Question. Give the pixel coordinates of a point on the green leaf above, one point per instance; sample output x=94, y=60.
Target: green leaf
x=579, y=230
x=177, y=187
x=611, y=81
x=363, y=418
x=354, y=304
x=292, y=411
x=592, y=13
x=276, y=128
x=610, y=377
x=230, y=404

» **Instructions for the task**:
Rewrite the rows above as a numbered list, leaving out any blank lines.

» **Exercise response**:
1. Question. Give the pixel coordinates of a point on the green leaf above, one point per instance; sample output x=94, y=60.
2. Target: green leaf
3. x=579, y=230
4. x=177, y=187
5. x=611, y=81
6. x=363, y=418
7. x=354, y=304
8. x=292, y=411
9. x=592, y=13
10. x=276, y=128
11. x=610, y=377
12. x=230, y=404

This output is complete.